### Exercise prompt
Return each line in the records that contains the word "goat", matching case exactly.

### Material provided
## BEGIN

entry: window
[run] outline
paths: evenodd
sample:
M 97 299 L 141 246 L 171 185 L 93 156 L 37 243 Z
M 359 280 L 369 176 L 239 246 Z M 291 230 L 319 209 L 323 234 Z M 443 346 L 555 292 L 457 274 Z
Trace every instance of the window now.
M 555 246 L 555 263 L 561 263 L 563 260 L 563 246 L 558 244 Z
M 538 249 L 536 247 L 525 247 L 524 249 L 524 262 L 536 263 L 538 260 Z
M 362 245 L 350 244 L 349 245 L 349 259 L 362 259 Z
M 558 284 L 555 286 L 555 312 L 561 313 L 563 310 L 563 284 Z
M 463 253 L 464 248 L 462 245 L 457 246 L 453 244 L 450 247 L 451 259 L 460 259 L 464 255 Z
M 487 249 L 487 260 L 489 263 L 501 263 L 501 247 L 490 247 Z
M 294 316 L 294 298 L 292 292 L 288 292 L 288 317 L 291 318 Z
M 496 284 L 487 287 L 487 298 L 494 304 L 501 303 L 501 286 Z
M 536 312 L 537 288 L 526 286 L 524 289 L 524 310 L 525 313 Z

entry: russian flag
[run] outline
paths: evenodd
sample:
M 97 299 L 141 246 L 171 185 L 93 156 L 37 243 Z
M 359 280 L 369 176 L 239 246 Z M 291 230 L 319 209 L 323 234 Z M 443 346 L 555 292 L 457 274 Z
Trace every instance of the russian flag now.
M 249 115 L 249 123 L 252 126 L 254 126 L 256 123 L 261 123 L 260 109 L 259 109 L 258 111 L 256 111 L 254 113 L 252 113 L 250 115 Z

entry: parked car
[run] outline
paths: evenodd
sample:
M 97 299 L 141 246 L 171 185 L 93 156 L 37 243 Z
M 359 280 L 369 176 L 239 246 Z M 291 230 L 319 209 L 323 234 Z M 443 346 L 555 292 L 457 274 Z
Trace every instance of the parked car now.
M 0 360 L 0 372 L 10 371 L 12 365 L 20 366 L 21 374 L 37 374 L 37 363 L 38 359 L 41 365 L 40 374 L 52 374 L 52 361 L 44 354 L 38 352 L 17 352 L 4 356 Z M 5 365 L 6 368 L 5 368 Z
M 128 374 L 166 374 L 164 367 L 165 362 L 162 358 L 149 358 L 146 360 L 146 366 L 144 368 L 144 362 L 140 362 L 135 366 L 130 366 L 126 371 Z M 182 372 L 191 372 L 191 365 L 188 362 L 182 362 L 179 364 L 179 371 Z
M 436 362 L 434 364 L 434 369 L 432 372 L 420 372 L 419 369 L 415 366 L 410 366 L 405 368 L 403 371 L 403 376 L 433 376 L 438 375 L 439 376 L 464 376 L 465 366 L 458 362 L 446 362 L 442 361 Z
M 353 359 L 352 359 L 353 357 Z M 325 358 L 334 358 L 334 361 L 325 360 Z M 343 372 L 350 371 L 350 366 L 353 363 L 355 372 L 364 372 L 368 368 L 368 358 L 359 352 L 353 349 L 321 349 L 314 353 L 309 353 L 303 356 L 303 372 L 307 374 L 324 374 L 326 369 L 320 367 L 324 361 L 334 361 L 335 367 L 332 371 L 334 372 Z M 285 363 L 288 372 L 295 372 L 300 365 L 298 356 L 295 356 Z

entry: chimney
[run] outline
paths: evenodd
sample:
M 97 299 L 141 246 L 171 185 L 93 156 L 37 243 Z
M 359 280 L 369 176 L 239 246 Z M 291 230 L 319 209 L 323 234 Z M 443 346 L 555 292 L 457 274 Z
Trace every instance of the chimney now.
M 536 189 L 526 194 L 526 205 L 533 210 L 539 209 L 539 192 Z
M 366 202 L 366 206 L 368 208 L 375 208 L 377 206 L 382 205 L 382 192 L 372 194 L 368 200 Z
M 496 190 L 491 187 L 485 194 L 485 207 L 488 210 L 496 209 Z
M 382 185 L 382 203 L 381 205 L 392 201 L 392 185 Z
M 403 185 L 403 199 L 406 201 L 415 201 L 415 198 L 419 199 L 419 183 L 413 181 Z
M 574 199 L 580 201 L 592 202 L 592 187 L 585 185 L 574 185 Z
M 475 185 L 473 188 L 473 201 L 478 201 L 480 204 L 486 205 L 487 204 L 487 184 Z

## END
## BEGIN

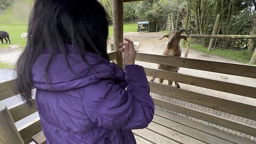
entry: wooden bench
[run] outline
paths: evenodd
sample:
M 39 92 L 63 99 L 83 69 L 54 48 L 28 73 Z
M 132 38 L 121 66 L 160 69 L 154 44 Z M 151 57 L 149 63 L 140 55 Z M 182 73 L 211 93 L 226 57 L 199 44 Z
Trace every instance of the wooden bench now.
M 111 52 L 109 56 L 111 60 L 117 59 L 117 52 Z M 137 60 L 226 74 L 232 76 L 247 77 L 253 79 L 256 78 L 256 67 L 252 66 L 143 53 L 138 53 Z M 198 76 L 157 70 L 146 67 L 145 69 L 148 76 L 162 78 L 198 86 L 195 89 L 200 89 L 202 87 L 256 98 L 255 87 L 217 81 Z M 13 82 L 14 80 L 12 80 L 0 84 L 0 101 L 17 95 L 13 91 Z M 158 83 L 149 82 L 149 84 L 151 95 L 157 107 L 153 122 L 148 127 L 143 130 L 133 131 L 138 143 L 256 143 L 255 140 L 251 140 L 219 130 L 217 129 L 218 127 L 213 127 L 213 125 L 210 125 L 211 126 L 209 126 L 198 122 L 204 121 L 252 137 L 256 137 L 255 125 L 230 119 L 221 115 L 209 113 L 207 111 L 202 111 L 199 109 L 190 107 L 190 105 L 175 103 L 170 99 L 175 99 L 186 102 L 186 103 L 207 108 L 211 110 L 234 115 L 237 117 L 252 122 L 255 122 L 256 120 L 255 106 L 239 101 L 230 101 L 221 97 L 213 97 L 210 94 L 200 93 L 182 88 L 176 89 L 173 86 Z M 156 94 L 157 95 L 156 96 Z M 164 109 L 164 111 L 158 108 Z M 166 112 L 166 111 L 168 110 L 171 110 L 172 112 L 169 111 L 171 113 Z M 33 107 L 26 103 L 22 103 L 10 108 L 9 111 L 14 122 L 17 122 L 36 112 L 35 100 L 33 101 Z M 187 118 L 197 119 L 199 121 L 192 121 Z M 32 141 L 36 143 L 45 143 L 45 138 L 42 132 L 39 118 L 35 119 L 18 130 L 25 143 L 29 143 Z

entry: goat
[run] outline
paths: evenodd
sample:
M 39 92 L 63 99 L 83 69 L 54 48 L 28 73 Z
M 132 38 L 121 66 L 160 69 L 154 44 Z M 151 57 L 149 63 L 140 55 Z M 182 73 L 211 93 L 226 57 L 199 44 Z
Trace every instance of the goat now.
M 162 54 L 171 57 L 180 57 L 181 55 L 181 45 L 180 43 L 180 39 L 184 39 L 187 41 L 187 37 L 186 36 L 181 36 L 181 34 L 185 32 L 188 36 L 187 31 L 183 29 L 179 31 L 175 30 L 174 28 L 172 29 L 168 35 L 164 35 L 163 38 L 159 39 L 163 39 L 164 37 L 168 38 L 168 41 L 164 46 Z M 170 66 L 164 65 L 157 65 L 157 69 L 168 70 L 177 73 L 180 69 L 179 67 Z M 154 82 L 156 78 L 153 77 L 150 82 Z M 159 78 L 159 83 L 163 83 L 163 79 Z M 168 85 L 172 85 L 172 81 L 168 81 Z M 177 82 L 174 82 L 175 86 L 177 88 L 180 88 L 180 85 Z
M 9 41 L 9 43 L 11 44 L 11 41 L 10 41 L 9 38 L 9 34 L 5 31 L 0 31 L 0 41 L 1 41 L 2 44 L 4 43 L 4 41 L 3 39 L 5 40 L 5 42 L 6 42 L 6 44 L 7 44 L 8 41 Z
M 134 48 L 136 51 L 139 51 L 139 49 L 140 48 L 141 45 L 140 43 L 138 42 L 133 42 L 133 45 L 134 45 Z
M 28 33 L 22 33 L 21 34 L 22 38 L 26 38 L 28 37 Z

## END

### Problem solution
entry: goat
Trace every instance of the goat now.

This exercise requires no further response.